### GIVEN PASSAGE
= Beginning of Section =
Tom Osborne, Devaney's successor as head coach, ended the practice of redistributing Blackshirts, instead presenting them to starters before the season's first game. Subsequent coaches have adjusted the tradition – Bill Callahan also included key reserve players, while Bo Pelini did not award Blackshirts until midseason. Some special teams players have been given an honorary Blackshirt.

Two decades after the tradition began, screen printer Tim Riley created a logo depicting a skull and crossbones wearing a helmet. It debuted on a banner at Memorial Stadium in 1985, accompanied by a stencil-font "Blackshirts." Riley trademarked the logo and later sold its rights to the University of Nebraska–Lincoln. An updated version was created in 2022. In 1996, lineman Jason Peter began crossing his forearms in an "X" to celebrate big plays. This was termed "throwing the bones" and is often replicated by defenders and fans.

Nebraska wore Blackshirt-themed alternate uniforms in 2019 and 2020.

===Suspensions===
The use of Blackshirts has been suspended several times since Osborne's retirement, usually after poor defensive performances. In 2007, captain Zack Bowman led a player movement to forfeit Blackshirts in the midst of a season in which NU was one of the country's worst defensive teams; they were restored in October of the following season.

Blackshirts were suspended after a loss to Minnesota in 2013, and following the firing of Scott Frost in 2022.

==Other uses==
Nebraska's football student section at Memorial Stadium is named the "Boneyard."

Players from Nebraska's volleyball team are referred to as the "Blackshorts."

McCook brewery Loop Brewing Company brews a black india pale ale called the "Blackshirt IPA."
= End of Section =
### THE DATA
= Beginning of Section =
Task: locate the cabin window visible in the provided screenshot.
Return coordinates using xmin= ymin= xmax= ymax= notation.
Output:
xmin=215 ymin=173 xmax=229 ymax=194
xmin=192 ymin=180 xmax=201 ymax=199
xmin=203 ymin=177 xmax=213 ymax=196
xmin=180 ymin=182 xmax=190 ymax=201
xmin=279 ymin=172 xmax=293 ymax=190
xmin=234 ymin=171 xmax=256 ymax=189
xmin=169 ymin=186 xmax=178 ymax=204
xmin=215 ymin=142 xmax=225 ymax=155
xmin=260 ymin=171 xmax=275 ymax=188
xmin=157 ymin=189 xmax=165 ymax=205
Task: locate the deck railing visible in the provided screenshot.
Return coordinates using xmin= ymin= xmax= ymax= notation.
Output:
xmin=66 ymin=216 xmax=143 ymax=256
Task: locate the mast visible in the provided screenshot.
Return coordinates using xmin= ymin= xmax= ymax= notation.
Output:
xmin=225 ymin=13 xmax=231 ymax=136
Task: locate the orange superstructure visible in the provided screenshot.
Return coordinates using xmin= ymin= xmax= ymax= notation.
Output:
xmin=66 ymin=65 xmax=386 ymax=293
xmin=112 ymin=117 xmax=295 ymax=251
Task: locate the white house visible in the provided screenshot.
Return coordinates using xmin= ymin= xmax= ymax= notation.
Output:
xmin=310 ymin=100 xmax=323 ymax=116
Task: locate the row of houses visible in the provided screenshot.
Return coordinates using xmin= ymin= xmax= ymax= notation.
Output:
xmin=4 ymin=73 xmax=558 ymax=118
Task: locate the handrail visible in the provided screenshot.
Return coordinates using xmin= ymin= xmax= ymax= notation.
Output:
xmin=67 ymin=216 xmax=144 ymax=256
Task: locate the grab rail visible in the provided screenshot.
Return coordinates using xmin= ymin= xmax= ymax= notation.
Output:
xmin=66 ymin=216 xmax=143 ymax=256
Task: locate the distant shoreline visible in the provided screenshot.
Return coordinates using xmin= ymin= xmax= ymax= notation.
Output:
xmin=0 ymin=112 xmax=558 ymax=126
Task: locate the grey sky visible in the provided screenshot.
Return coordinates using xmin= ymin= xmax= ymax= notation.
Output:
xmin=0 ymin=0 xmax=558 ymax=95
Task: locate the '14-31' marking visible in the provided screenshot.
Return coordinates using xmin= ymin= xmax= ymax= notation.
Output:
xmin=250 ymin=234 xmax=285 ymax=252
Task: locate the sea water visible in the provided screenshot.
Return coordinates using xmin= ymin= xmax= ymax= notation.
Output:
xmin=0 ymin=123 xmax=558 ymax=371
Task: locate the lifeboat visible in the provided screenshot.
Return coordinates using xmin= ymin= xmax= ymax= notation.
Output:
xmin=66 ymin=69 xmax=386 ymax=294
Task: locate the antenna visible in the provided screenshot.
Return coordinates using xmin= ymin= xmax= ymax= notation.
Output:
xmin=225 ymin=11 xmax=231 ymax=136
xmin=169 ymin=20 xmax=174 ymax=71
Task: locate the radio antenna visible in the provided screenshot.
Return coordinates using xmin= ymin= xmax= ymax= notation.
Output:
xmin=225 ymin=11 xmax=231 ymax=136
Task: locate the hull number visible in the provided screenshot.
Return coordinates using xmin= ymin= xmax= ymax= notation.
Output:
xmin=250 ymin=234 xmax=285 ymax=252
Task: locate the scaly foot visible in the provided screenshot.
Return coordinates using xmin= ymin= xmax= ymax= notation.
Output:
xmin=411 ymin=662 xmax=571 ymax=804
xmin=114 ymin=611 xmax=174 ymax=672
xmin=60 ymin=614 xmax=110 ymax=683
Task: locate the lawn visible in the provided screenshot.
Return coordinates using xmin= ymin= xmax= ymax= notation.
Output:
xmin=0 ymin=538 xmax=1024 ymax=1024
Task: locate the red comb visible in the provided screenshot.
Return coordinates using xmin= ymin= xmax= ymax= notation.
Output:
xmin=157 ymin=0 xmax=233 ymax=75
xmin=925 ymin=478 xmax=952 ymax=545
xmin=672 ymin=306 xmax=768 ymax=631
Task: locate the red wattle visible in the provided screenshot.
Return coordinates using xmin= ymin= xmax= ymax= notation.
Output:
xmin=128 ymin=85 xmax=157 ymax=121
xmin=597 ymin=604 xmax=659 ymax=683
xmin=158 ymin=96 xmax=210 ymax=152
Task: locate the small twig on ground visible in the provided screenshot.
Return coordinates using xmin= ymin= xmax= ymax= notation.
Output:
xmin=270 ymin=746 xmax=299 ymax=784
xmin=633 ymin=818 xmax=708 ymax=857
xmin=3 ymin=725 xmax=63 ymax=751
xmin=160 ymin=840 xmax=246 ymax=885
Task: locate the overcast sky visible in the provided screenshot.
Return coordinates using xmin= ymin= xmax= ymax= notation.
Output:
= End of Section =
### AIM OF THE TASK
From the Blackshirts passage, reproduce word for word the part starting with "Tom Osborne, Devaney's" and going on through "an honorary Blackshirt.".

### RESPONSE TO THE EXERCISE
Tom Osborne, Devaney's successor as head coach, ended the practice of redistributing Blackshirts, instead presenting them to starters before the season's first game. Subsequent coaches have adjusted the tradition – Bill Callahan also included key reserve players, while Bo Pelini did not award Blackshirts until midseason. Some special teams players have been given an honorary Blackshirt.